Quoted text
>>

The Relationship Between Real and Complex Numbers

Question

In mathematics involving waves, it is common to express cosine (or sine) with a different representation using the inverse Euler formula:

$$\cos(\theta)=\frac{e^{i\theta}+e^{-i\theta}}{2} \tag{1}$$

For example, the following expression can be rewritten using the inverse Euler formula:

$$\cos(5\pi t)\cos(6\pi t) = \left(\frac{e^{i5\pi t} + e^{-i5\pi t}}{2}\right)\left(\frac{e^{i6\pi t} + e^{-i6\pi t}}{2}\right)$$

And this makes the simplification/decomposition of this expression much simpler.

<<

Provided data
>>

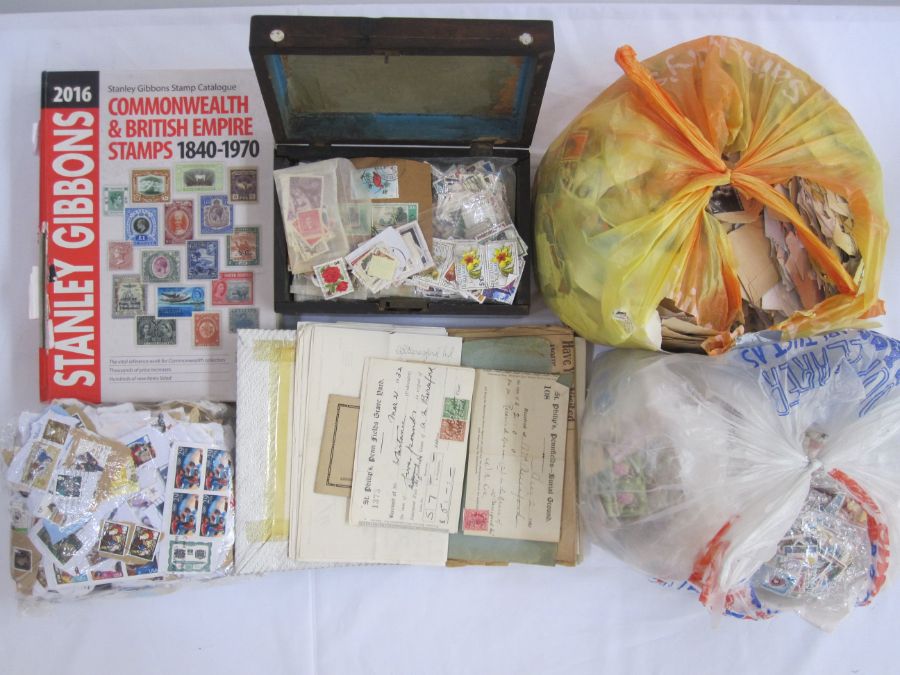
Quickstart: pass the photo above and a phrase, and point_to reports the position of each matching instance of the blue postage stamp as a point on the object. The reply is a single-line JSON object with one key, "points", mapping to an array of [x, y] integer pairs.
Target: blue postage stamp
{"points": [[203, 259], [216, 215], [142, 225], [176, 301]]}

<<

Task statement
Answer these about the text on real and complex numbers:
(a) In what kind of mathematics is it common to rewrite cosine or sine in another form?
(b) Which formula is used for that rewriting?
(c) What expression is given as the example to be rewritten?
Rely only on the text about real and complex numbers, not on the data.

The answer
(a) Mathematics involving waves.
(b) The inverse Euler formula.
(c) cos(5πt)cos(6πt).